§ **The request**: Revise everything from the line containing "Where can you spot the rocky" down to the end of the entries, swapping "Annotate each one" for "Mark each one" and changing nothing else. Omit the pictures from your answer.

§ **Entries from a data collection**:
================================

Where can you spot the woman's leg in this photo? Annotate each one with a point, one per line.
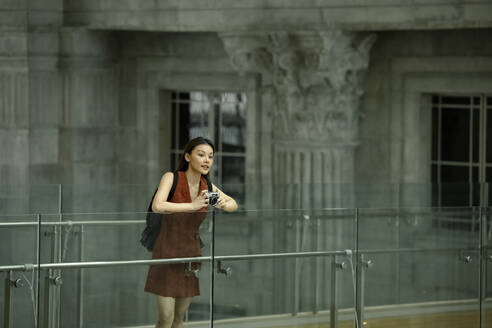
(165, 308)
(180, 308)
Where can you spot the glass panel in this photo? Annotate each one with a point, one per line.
(476, 136)
(434, 173)
(455, 138)
(455, 100)
(487, 274)
(435, 99)
(19, 246)
(198, 126)
(114, 296)
(455, 194)
(451, 173)
(435, 134)
(290, 286)
(488, 139)
(233, 129)
(416, 271)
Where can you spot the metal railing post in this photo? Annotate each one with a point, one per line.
(297, 268)
(81, 278)
(333, 293)
(7, 305)
(360, 284)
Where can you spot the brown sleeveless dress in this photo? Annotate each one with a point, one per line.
(178, 238)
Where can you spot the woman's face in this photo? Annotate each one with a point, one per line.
(201, 158)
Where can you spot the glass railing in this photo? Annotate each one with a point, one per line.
(358, 267)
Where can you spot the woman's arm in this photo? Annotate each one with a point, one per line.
(225, 202)
(161, 205)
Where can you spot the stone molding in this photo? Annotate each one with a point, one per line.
(315, 79)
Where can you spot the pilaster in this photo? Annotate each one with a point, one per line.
(314, 80)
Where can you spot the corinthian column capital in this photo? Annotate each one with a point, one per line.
(316, 78)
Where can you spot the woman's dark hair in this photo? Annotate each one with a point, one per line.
(183, 164)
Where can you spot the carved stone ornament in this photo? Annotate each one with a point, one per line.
(315, 78)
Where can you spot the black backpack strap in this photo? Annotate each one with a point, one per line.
(173, 188)
(171, 192)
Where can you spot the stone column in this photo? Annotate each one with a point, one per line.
(315, 82)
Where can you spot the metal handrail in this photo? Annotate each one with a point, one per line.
(72, 265)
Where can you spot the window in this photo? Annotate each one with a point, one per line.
(461, 148)
(221, 117)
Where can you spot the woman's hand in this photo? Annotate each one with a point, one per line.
(220, 203)
(200, 201)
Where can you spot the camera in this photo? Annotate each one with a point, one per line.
(213, 197)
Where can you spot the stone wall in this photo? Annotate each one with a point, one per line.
(274, 15)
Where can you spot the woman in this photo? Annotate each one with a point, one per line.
(173, 284)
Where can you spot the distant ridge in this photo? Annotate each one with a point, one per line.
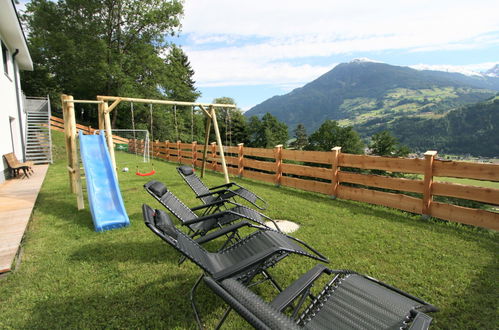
(364, 90)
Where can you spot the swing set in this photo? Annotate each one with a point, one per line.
(104, 110)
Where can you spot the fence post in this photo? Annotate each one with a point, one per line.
(278, 164)
(428, 182)
(179, 155)
(335, 171)
(240, 159)
(194, 153)
(214, 156)
(167, 156)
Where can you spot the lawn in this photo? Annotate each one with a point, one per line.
(73, 277)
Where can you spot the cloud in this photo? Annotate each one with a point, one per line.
(469, 69)
(235, 42)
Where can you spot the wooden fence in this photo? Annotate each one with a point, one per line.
(295, 168)
(57, 124)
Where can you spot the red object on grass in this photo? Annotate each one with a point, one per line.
(145, 174)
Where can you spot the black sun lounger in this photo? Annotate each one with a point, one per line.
(348, 301)
(223, 192)
(243, 260)
(200, 225)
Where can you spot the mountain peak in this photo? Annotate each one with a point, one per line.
(493, 72)
(363, 60)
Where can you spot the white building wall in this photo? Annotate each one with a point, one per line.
(10, 130)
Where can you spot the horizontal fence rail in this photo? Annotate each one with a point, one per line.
(321, 171)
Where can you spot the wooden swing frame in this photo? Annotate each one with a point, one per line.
(70, 132)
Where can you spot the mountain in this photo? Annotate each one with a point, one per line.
(370, 95)
(493, 72)
(471, 129)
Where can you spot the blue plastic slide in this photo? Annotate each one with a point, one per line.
(104, 196)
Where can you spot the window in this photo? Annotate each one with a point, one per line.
(5, 58)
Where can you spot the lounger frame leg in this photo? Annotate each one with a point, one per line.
(192, 297)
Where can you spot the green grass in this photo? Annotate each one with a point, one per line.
(73, 277)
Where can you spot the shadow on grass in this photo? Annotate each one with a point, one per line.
(160, 303)
(114, 252)
(476, 307)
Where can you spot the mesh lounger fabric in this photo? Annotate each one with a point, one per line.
(358, 303)
(201, 189)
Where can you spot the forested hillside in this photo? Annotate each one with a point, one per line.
(472, 129)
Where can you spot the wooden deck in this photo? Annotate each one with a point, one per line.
(17, 198)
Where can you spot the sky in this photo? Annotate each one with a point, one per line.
(253, 50)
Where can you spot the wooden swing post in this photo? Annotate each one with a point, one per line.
(219, 142)
(210, 113)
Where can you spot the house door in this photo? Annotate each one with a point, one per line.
(13, 131)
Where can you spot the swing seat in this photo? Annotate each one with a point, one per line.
(145, 174)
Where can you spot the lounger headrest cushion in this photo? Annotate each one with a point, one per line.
(164, 222)
(158, 188)
(186, 170)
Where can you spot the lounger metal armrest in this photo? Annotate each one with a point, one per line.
(297, 288)
(251, 219)
(200, 219)
(221, 232)
(420, 322)
(225, 185)
(253, 261)
(250, 306)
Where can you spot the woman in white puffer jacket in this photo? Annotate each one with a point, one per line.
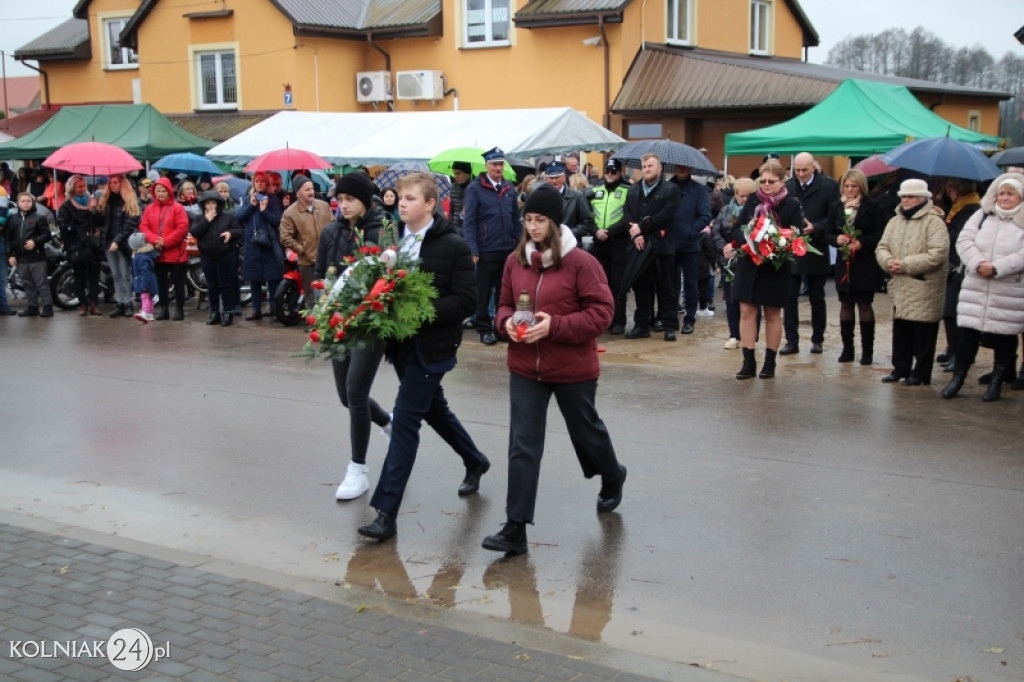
(991, 300)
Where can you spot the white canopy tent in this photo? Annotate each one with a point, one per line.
(372, 139)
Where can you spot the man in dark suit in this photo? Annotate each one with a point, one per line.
(650, 210)
(816, 193)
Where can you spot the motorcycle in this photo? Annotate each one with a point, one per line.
(290, 297)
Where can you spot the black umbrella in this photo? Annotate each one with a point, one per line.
(1012, 157)
(672, 154)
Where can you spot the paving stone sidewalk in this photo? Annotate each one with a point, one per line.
(75, 588)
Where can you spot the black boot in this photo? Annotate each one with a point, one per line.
(867, 342)
(511, 539)
(750, 366)
(846, 333)
(768, 370)
(995, 384)
(956, 383)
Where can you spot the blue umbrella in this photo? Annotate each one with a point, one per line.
(185, 162)
(943, 157)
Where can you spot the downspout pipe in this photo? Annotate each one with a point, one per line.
(387, 60)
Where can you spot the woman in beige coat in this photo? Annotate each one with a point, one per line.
(913, 250)
(991, 299)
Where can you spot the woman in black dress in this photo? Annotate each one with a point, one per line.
(764, 286)
(857, 272)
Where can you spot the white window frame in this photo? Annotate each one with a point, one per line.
(675, 8)
(761, 25)
(487, 23)
(198, 52)
(129, 58)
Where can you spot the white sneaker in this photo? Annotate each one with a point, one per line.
(355, 482)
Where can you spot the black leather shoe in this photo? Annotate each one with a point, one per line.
(471, 483)
(611, 493)
(382, 527)
(511, 539)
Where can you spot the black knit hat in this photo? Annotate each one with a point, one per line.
(546, 201)
(356, 184)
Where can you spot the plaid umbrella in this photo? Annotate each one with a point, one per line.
(671, 153)
(389, 176)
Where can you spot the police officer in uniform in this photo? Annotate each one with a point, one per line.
(611, 239)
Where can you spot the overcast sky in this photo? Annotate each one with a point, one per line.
(960, 23)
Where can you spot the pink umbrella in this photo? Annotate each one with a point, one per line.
(873, 165)
(287, 159)
(92, 159)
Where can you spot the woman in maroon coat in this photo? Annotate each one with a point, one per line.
(165, 224)
(571, 305)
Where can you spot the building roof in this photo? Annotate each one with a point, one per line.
(543, 13)
(350, 19)
(664, 78)
(218, 126)
(22, 93)
(67, 41)
(24, 124)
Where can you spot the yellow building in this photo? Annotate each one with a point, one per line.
(690, 70)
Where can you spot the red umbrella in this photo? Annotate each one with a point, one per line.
(287, 159)
(873, 165)
(92, 159)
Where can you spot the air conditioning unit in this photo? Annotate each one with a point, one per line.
(373, 86)
(420, 85)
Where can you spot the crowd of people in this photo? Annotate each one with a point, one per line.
(568, 249)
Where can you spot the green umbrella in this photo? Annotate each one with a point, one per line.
(468, 155)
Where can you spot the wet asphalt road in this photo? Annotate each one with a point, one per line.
(817, 526)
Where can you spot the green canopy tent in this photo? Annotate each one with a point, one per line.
(858, 119)
(138, 129)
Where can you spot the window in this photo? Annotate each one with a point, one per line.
(679, 22)
(486, 23)
(760, 27)
(217, 81)
(118, 56)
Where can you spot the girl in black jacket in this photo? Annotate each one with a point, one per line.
(218, 236)
(27, 233)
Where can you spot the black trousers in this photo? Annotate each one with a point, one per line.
(528, 406)
(656, 278)
(816, 295)
(488, 279)
(1004, 347)
(913, 348)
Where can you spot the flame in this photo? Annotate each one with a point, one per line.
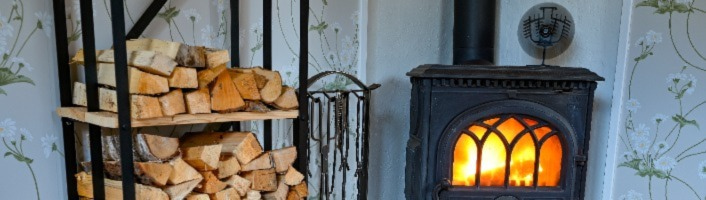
(522, 157)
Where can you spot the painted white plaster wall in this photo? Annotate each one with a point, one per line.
(595, 46)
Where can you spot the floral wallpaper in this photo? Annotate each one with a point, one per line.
(663, 136)
(31, 134)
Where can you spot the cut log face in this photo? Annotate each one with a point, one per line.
(240, 184)
(153, 173)
(180, 191)
(288, 99)
(216, 57)
(293, 177)
(207, 76)
(262, 162)
(279, 194)
(182, 172)
(253, 195)
(247, 87)
(256, 106)
(210, 184)
(183, 77)
(227, 166)
(243, 145)
(302, 189)
(224, 95)
(167, 48)
(197, 196)
(191, 56)
(155, 148)
(173, 103)
(145, 83)
(202, 158)
(198, 101)
(227, 194)
(273, 88)
(262, 180)
(144, 107)
(283, 158)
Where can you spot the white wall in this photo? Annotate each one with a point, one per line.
(595, 46)
(402, 35)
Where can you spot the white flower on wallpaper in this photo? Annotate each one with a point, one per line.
(631, 195)
(702, 170)
(44, 22)
(641, 131)
(659, 118)
(7, 128)
(640, 144)
(632, 105)
(665, 163)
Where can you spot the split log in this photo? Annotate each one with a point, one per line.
(173, 103)
(150, 147)
(287, 100)
(247, 87)
(114, 189)
(143, 107)
(273, 88)
(293, 177)
(145, 83)
(224, 95)
(182, 172)
(227, 166)
(279, 194)
(155, 174)
(197, 196)
(202, 158)
(256, 106)
(191, 56)
(262, 180)
(180, 191)
(262, 162)
(243, 145)
(210, 184)
(216, 57)
(227, 194)
(240, 184)
(253, 195)
(183, 77)
(302, 190)
(208, 75)
(283, 158)
(167, 48)
(198, 101)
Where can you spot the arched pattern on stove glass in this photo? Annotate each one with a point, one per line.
(514, 150)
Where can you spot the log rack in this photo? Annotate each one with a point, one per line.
(122, 120)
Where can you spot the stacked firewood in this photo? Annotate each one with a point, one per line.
(170, 78)
(214, 165)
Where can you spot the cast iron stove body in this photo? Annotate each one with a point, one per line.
(529, 125)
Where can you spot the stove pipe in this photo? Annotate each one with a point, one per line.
(474, 32)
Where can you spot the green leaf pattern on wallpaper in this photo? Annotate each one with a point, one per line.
(16, 29)
(658, 148)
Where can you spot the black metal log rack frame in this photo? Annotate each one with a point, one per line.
(300, 136)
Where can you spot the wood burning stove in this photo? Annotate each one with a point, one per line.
(499, 132)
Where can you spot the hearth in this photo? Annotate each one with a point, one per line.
(499, 132)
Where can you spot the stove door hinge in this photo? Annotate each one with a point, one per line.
(580, 160)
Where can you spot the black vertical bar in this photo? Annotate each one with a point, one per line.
(94, 132)
(301, 130)
(64, 70)
(267, 60)
(145, 19)
(125, 129)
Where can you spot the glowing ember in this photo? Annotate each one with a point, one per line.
(522, 157)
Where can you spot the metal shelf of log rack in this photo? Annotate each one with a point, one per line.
(122, 121)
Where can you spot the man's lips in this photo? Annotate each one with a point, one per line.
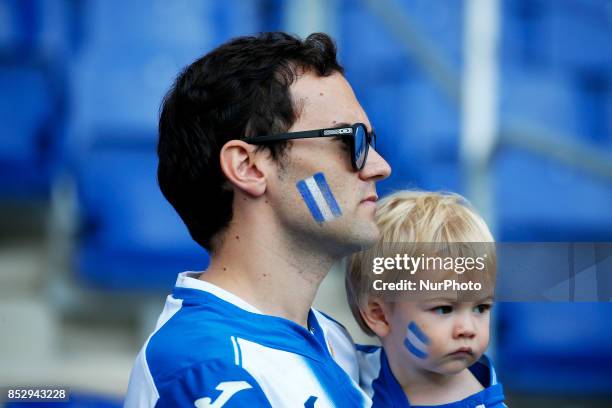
(463, 351)
(371, 198)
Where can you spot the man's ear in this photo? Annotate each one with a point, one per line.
(242, 168)
(376, 315)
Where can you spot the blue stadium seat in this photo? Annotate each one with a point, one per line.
(34, 41)
(555, 348)
(130, 236)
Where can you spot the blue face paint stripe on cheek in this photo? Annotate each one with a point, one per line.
(310, 201)
(416, 341)
(420, 354)
(414, 328)
(327, 194)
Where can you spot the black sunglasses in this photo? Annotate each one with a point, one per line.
(357, 135)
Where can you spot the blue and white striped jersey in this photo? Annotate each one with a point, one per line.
(378, 382)
(212, 349)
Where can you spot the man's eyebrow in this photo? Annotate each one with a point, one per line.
(346, 124)
(442, 299)
(342, 124)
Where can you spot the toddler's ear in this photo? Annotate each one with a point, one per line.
(376, 314)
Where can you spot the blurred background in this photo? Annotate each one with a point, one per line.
(508, 102)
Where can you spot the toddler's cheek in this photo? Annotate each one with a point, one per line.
(417, 342)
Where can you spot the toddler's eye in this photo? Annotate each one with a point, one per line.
(482, 308)
(442, 309)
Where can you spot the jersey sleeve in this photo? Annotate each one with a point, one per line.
(212, 384)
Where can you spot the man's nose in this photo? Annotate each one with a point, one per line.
(464, 327)
(375, 168)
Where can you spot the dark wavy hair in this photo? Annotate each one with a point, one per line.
(239, 89)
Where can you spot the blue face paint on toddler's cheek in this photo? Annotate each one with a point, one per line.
(318, 198)
(416, 341)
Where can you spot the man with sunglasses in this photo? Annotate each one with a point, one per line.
(268, 158)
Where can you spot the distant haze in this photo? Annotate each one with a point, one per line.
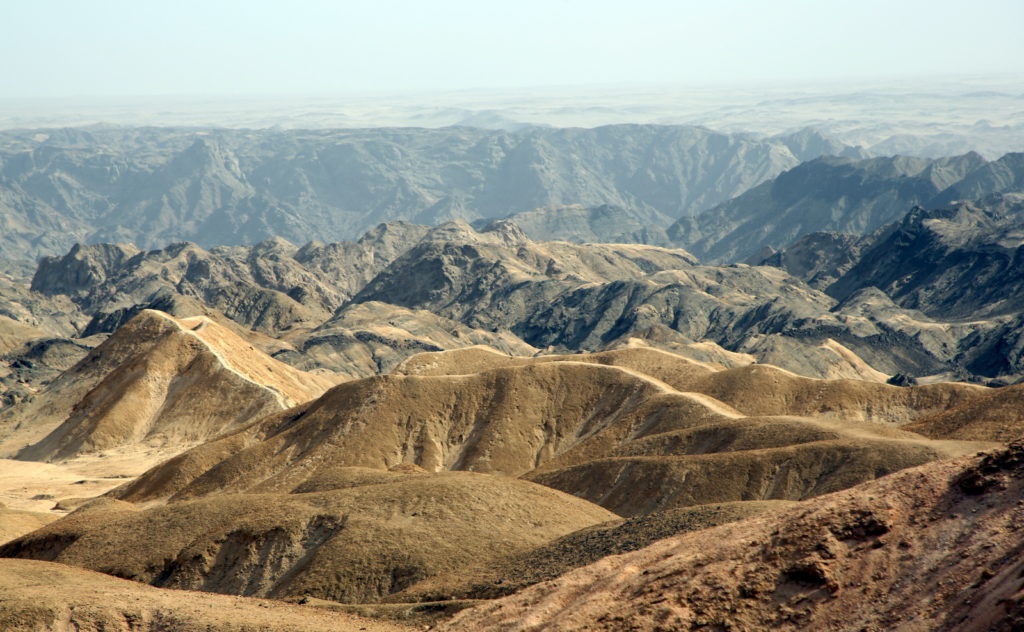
(113, 48)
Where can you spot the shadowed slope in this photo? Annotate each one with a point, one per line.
(368, 537)
(930, 548)
(996, 417)
(610, 434)
(162, 381)
(756, 390)
(41, 596)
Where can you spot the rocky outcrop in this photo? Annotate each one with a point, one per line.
(152, 186)
(823, 195)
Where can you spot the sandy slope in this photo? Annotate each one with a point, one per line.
(159, 381)
(39, 596)
(930, 548)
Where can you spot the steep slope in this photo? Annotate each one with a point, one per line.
(365, 536)
(827, 194)
(158, 381)
(996, 417)
(157, 185)
(604, 223)
(958, 262)
(754, 390)
(43, 596)
(999, 176)
(610, 434)
(509, 575)
(929, 548)
(365, 339)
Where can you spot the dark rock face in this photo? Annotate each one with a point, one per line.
(823, 195)
(153, 186)
(960, 262)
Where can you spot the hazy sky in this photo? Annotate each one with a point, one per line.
(57, 48)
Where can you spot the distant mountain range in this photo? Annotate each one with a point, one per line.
(841, 195)
(151, 186)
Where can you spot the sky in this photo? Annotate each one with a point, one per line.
(58, 49)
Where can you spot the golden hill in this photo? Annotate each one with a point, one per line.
(514, 573)
(40, 596)
(935, 547)
(996, 417)
(372, 534)
(754, 389)
(161, 381)
(611, 434)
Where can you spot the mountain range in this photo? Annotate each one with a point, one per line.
(524, 406)
(215, 186)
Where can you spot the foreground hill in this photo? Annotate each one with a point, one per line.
(42, 596)
(929, 548)
(385, 489)
(355, 537)
(606, 433)
(158, 381)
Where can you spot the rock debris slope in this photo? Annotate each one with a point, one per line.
(42, 596)
(159, 381)
(355, 536)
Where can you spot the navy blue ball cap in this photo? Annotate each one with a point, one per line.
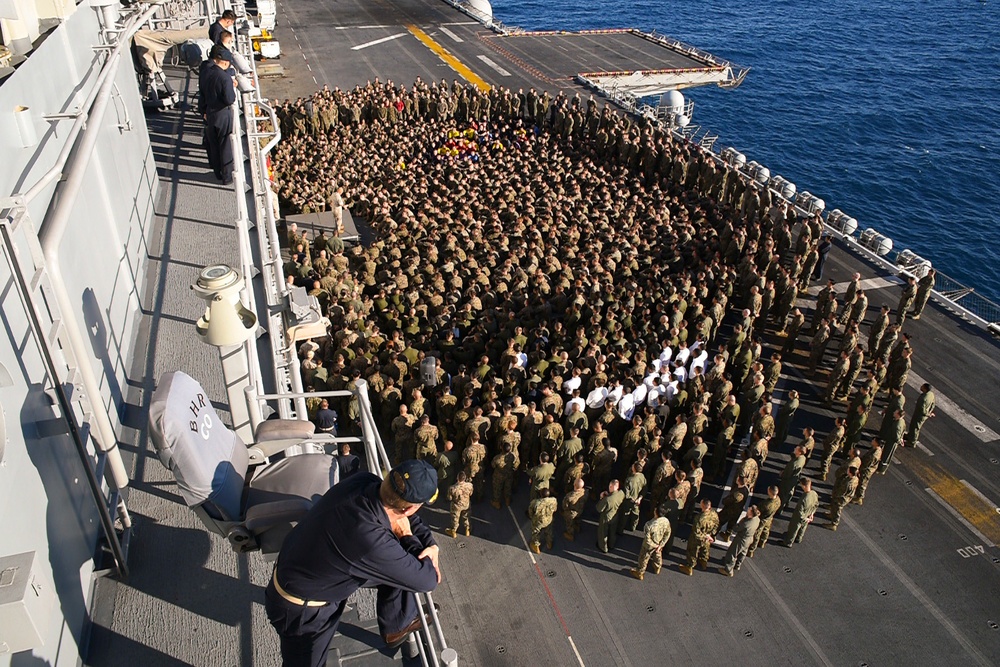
(415, 481)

================================

§ **Final answer**:
Where can you spot the rocky outcrop in this photo? Mark each one with a point, one per line.
(152, 186)
(823, 195)
Where can you spot the sandy slope in this photo? Mark each one with a point, one per line.
(159, 381)
(39, 596)
(930, 548)
Where can you spot the steep slope in this photo? Mark each one with a point, one per line.
(365, 536)
(827, 194)
(158, 381)
(996, 417)
(157, 185)
(604, 223)
(958, 262)
(754, 390)
(43, 596)
(999, 176)
(610, 434)
(509, 575)
(929, 548)
(365, 339)
Where can you spot the dark rock face in this photo? Mark each one with a point, one per line.
(823, 195)
(153, 186)
(960, 262)
Where can you spot the hazy sky in this photo? Mark each one with a point, one per line.
(57, 48)
Where can you spot the distant mountain range in this photo? Mark each one with a point, one per line.
(841, 195)
(151, 186)
Where can you spot the sky in this photo? Mark each one with a point, one per line.
(58, 49)
Where can you spot the golden hill in this photo? Mark each one with a point, one per line.
(514, 573)
(40, 596)
(935, 547)
(996, 417)
(372, 534)
(754, 389)
(161, 381)
(611, 434)
Where can you spot the mountain range in this photo? Mark each one with a point, one per line.
(524, 406)
(215, 186)
Where can you spot the foreground hill in this photo? Mark each one with a point, one per line.
(42, 596)
(929, 548)
(385, 489)
(355, 537)
(606, 433)
(158, 381)
Where can you spot the rock debris slope in this photo? Mark each one with a point, one per line.
(42, 596)
(159, 381)
(355, 536)
Where can you spot the navy blue ball cap in this photo? Mark each one with a point, one per line.
(415, 481)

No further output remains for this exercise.